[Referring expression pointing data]
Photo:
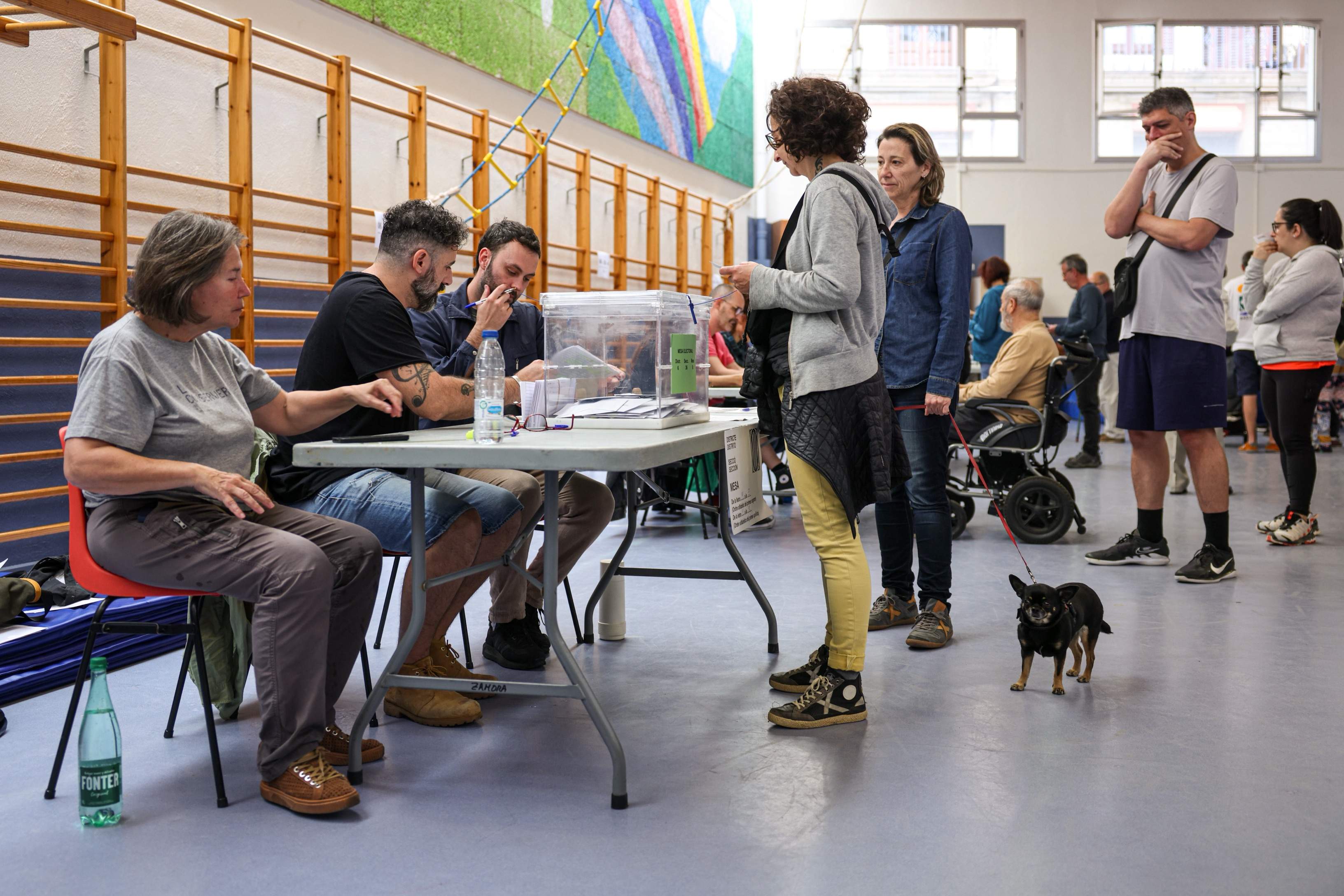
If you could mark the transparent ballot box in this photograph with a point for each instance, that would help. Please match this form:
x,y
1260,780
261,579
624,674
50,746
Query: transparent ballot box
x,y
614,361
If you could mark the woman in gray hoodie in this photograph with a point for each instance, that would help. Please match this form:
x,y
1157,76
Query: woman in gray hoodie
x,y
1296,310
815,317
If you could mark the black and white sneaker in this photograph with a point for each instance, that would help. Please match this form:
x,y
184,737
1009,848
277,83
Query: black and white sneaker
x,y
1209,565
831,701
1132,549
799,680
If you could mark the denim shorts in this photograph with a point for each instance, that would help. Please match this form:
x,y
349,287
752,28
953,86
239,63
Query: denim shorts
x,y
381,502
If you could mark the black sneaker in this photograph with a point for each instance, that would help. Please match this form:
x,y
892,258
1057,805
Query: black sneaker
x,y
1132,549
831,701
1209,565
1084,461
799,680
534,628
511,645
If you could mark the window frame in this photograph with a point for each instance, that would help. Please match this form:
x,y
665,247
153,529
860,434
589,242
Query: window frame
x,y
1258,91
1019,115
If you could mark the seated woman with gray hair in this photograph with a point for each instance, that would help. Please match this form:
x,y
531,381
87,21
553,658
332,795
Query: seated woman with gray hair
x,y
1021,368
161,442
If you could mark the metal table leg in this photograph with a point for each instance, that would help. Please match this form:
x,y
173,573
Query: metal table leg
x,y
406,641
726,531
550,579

**WORK INSTRUCTIONS**
Without the pictures, reproduce the entries exactly.

**EXERCISE RESPONSE**
Photo:
If you could mark the transparent ballot box in this photograph with a point for each instance, that would help. Please match this form:
x,y
1260,780
261,579
624,674
50,746
Query: transparent ballot box
x,y
614,361
If you could mark the woman in gray hoodie in this photograph with a point for each instance, that would help. Please match this form:
x,y
1157,76
Query: woman in gray hoodie
x,y
1296,310
815,317
If you could mark the black and white sneaker in this photograph with a point for each instance, that would help. Please match this form:
x,y
184,737
1009,848
277,83
Query: black and white sneaker
x,y
1209,565
831,701
1132,549
799,680
If you could mark the denim shorts in this photograph with a point for each instance, that would help. Please match this form:
x,y
349,287
752,28
953,86
239,63
Query: denim shorts
x,y
381,502
If you could mark the black sneaker in this photograph with a point for each instance, that would help. Please match this form:
x,y
892,258
1057,805
Query: black sneaker
x,y
1132,549
831,701
1209,565
1084,461
799,680
534,628
511,645
If you could mark the window frame in this photograph with a point for each instance, that would help. Please match this form:
x,y
665,247
153,529
860,434
589,242
Query: window frame
x,y
1258,91
1019,115
If you could mark the seated woman with gray hair in this photograph with a point for each instance, that would help. Please match this form:
x,y
531,381
87,21
553,658
332,795
Query: seated woman with gray hair
x,y
1021,368
161,442
If you could mark the metal table leg in this photograph with a point for each instance, that would help. Please match this form:
x,y
173,573
Query: metal table leg
x,y
406,641
726,531
550,579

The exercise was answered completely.